━━━━━ Given records

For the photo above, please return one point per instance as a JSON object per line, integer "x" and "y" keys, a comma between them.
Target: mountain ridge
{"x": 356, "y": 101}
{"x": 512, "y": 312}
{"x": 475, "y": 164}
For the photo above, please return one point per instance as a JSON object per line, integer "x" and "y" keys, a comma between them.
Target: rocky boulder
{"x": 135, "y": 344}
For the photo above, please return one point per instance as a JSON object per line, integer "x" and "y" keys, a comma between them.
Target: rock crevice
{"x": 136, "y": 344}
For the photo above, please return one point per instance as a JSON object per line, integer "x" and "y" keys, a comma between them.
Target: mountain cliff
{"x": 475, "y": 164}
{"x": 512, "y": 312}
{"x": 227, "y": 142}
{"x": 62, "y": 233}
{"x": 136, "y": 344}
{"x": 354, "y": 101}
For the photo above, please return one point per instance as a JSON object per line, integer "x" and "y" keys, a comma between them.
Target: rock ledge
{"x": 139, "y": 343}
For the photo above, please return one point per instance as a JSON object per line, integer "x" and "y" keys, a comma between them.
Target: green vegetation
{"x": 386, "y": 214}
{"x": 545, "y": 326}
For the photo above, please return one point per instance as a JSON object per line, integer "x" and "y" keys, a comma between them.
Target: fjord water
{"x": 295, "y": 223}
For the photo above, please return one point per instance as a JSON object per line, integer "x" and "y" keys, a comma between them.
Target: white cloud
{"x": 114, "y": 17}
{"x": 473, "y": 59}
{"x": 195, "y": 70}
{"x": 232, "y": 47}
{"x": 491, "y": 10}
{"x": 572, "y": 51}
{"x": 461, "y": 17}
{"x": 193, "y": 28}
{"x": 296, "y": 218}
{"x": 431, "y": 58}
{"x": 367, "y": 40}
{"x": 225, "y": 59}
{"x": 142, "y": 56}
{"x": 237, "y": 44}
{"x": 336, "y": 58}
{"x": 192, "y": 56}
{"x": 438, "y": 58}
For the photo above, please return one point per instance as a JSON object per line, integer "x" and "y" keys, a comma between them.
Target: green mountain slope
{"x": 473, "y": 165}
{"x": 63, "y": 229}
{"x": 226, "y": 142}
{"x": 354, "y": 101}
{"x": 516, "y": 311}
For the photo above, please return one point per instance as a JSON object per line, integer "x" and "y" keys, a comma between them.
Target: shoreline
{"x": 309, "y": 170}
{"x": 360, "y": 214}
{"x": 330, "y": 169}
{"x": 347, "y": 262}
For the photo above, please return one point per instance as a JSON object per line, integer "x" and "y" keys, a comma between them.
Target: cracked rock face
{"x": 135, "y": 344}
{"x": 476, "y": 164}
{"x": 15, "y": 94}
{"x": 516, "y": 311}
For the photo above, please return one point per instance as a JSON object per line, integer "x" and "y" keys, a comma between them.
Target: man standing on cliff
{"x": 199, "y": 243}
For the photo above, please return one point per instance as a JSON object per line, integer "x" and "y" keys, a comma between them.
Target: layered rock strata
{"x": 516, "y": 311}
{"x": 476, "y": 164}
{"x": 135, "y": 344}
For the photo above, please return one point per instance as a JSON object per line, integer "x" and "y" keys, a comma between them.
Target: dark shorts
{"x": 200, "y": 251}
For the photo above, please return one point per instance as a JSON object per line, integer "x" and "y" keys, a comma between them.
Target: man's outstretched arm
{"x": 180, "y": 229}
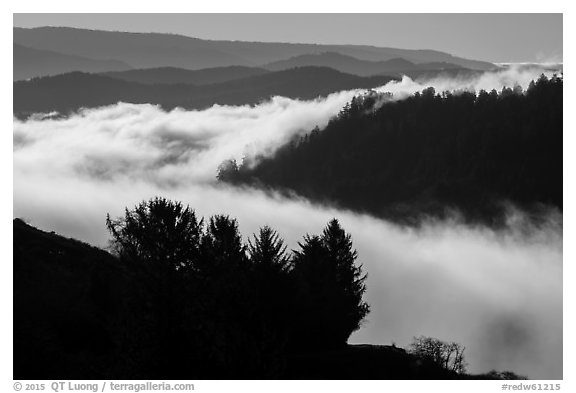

━━━━━━━━━━

**Stated problem:**
How many lines of the material above contain the string "green", with case counting? Give only the number.

**Result of the task:**
2